◆ RECORDS PROVIDED ◆

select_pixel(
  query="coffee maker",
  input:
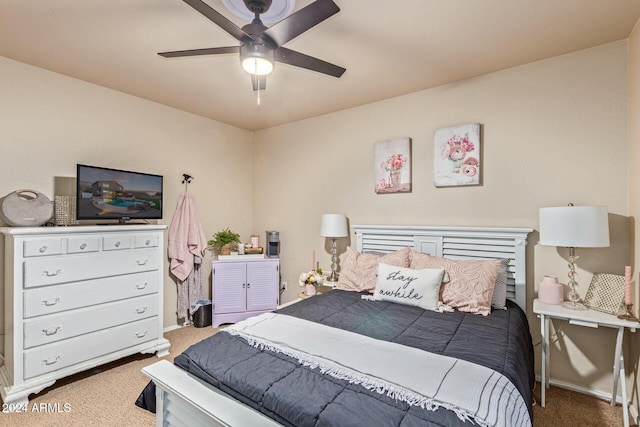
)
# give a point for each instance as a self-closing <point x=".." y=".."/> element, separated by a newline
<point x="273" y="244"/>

◆ AIM ◆
Reproduce every row above line for line, omitting the pictures.

◆ COMPLETE RESPONSE ◆
select_pixel(
  query="coffee maker",
  input:
)
# give a point for each instance as a self-closing <point x=".." y=".."/> element, separated by a newline
<point x="273" y="244"/>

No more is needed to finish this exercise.